● EXERCISE GOAL: In the rows below, reproduce verbatim every line from the one containing "Can you see the coastal" through the one containing "x=182, y=169", including both of those lines.

EXTRACTED DATA start

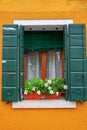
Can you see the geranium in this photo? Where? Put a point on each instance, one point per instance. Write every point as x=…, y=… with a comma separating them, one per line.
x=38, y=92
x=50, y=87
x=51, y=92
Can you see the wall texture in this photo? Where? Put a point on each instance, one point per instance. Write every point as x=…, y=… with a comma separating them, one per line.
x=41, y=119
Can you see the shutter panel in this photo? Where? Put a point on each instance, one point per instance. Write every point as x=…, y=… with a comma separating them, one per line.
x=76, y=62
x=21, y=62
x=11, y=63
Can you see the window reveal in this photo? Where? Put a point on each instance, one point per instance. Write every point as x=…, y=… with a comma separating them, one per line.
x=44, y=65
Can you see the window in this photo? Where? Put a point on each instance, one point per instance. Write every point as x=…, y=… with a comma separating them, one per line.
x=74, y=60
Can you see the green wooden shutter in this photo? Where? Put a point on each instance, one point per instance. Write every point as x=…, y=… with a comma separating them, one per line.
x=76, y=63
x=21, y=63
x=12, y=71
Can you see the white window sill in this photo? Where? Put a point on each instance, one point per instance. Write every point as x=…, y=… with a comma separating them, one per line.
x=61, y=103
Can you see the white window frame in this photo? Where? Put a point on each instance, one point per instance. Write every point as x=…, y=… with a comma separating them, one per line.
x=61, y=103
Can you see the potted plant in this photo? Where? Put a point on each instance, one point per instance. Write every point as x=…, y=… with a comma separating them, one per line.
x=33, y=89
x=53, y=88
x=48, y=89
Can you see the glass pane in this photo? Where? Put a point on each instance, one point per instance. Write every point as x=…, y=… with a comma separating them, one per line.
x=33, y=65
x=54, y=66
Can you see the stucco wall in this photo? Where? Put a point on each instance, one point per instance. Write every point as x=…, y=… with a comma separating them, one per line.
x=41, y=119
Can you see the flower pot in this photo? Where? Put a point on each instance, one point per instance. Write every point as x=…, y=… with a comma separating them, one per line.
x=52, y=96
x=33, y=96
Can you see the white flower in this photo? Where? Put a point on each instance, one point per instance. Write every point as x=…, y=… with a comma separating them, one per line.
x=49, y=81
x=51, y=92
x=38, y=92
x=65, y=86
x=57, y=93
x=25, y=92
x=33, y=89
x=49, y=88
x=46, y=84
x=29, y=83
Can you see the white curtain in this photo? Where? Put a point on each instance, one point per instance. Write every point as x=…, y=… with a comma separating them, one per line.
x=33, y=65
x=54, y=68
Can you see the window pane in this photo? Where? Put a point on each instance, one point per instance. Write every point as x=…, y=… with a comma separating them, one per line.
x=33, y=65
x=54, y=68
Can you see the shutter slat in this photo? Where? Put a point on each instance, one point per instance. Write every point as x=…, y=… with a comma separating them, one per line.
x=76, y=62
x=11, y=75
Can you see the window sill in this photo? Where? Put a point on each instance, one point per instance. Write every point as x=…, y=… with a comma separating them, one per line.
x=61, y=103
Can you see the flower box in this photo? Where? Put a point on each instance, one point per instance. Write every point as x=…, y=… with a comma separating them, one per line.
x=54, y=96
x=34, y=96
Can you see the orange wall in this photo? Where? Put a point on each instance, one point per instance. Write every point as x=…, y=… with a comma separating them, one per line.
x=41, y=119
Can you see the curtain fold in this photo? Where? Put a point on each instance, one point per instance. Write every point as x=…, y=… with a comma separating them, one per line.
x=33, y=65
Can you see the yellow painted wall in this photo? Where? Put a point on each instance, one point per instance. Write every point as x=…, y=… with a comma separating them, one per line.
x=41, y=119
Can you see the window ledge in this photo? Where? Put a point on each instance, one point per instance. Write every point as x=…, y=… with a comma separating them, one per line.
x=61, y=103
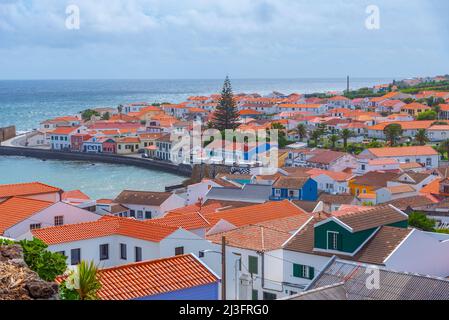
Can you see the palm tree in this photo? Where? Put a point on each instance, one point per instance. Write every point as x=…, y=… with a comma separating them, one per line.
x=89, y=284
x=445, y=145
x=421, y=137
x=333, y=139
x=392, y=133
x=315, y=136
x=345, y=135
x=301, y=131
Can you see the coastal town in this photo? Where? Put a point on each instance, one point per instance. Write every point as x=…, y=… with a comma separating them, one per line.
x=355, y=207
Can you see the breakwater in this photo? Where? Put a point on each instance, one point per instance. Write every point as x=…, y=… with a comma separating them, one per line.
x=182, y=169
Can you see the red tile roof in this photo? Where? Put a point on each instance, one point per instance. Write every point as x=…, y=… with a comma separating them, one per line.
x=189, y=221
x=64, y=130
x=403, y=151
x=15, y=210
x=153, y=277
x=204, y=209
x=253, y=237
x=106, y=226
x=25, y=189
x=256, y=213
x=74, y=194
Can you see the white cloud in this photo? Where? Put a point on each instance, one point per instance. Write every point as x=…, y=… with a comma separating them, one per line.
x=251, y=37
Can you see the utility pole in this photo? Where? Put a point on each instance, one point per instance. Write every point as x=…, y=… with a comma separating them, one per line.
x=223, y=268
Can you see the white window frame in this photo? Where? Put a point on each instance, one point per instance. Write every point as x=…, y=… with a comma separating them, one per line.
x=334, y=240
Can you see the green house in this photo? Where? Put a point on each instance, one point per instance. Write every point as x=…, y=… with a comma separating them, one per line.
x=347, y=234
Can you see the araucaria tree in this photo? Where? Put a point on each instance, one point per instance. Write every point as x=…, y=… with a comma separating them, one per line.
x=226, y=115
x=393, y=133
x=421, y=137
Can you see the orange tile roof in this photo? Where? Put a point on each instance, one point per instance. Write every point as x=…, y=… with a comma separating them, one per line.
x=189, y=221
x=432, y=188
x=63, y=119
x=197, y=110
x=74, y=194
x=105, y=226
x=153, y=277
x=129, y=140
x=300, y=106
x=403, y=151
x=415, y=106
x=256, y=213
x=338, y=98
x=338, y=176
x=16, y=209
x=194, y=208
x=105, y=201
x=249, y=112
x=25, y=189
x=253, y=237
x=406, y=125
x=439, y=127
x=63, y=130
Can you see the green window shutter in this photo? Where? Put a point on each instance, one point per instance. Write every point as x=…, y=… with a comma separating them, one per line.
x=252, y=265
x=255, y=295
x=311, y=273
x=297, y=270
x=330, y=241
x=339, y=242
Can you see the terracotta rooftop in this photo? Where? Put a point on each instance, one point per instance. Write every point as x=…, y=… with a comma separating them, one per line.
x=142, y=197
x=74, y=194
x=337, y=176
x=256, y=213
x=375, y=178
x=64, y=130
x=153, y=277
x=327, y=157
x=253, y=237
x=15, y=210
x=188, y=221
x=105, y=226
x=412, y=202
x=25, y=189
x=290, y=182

EXTRACTED DATA end

● SOLUTION TO THIS EXERCISE:
Can you see the coastal town in this photo? Where? Put a point on each instance, one point per instance. Write every point as x=…, y=… with a comma separating them, one per line.
x=355, y=207
Can you see the breakwater in this photo? Where? Put a point on each instance, one point per instance. Write every point as x=…, y=… with a comma separating them, one per line.
x=182, y=169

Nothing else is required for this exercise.